Short problem:
Retype all of the data below without changing a single character, and leave the pictures out of your answer.

Data entries:

Start

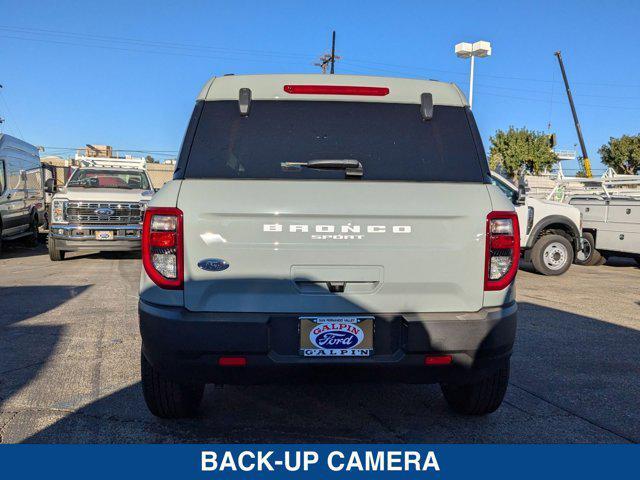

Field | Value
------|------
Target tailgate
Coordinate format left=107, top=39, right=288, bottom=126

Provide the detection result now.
left=178, top=180, right=491, bottom=313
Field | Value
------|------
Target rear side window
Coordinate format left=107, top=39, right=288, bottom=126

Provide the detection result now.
left=178, top=101, right=486, bottom=182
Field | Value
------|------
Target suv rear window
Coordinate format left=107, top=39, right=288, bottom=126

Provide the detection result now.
left=178, top=100, right=486, bottom=182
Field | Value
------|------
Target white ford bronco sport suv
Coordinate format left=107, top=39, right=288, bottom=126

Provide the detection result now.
left=139, top=75, right=520, bottom=418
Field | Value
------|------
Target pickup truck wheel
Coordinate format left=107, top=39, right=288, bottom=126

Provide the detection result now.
left=576, top=232, right=606, bottom=267
left=47, top=235, right=66, bottom=262
left=531, top=234, right=573, bottom=275
left=440, top=361, right=509, bottom=415
left=140, top=346, right=204, bottom=418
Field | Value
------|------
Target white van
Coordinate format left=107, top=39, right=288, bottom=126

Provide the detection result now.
left=0, top=134, right=45, bottom=252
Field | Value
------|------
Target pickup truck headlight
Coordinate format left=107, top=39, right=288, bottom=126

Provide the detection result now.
left=51, top=200, right=67, bottom=223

End

Result of the task:
Field | Value
------|------
Target tailgate
Coordinate format left=107, top=39, right=288, bottom=126

Provide the detection result now.
left=178, top=180, right=491, bottom=313
Field | Value
------|------
Target rear side window
Coordinate format left=107, top=39, right=288, bottom=126

Provide the detection result now.
left=178, top=101, right=486, bottom=182
Field | Value
------|------
Target suv rear window
Coordinate format left=107, top=39, right=288, bottom=126

Provide the detection result now.
left=178, top=100, right=486, bottom=182
Field | Value
------|------
Target white ford bronco sport suv
Coordinate format left=107, top=39, right=288, bottom=126

Provide the detection result now.
left=139, top=75, right=520, bottom=418
Field | Value
------|------
Target pickup truck wheel
Coordinate format left=107, top=39, right=288, bottom=126

Provide the detection result now.
left=576, top=232, right=606, bottom=267
left=47, top=235, right=66, bottom=262
left=531, top=234, right=573, bottom=275
left=440, top=361, right=509, bottom=415
left=140, top=346, right=204, bottom=418
Field | Value
------|------
Target white van
Coordinate format left=107, top=39, right=288, bottom=126

Provide the detection result now.
left=0, top=134, right=45, bottom=252
Field | Value
------|------
Target pickup truck headlight
Coordinate format left=107, top=39, right=288, bottom=126

Provide the detection result now.
left=51, top=200, right=67, bottom=223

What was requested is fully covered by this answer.